### DATA ###

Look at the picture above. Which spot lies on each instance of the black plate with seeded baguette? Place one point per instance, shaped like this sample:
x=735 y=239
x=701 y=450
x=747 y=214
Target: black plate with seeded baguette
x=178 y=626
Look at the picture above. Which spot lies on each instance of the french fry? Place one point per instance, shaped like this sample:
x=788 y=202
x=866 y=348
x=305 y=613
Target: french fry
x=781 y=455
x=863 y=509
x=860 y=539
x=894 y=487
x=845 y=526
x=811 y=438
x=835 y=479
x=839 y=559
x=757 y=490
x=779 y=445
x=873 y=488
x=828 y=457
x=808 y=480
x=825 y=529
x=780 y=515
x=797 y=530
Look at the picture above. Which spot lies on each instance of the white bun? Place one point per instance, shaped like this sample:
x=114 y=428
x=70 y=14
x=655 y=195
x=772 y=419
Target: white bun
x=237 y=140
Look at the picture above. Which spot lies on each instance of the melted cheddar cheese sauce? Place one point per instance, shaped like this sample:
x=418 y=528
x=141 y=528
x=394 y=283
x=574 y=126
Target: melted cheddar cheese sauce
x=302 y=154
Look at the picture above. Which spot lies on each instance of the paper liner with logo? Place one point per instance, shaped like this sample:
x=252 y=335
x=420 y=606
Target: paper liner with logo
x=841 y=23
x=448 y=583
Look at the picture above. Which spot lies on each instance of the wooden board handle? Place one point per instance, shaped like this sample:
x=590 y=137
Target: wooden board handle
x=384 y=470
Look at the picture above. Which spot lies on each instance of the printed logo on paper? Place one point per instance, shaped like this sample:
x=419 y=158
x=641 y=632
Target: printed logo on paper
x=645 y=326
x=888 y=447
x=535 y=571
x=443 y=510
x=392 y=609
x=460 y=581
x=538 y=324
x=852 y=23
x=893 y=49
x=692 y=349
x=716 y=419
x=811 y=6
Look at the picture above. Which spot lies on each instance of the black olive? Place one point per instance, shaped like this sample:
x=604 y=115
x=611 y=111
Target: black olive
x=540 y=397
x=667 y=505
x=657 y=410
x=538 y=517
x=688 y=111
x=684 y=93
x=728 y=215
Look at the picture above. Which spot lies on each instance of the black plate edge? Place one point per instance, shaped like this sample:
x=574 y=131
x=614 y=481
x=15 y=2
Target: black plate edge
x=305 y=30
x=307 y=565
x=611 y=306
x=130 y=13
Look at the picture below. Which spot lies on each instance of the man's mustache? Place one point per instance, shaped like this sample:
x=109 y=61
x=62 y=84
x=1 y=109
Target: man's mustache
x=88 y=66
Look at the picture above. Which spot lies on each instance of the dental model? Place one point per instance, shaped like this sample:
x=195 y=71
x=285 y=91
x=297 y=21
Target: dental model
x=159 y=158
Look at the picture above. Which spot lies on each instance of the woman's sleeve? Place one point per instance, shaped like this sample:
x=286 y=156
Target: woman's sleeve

###

→ **EXERCISE REQUIREMENTS**
Which lines run from the one holding "Target: black plate with seeded baguette" through the one holding "x=305 y=613" in the records above? Repeat them exactly, both included, and nothing more.

→ **FINISHED EXERCISE**
Target: black plate with seeded baguette
x=178 y=626
Look at the picture above. Which spot lies on each instance of the french fry? Place one point per instance, shaped like this sample:
x=788 y=202
x=866 y=348
x=305 y=613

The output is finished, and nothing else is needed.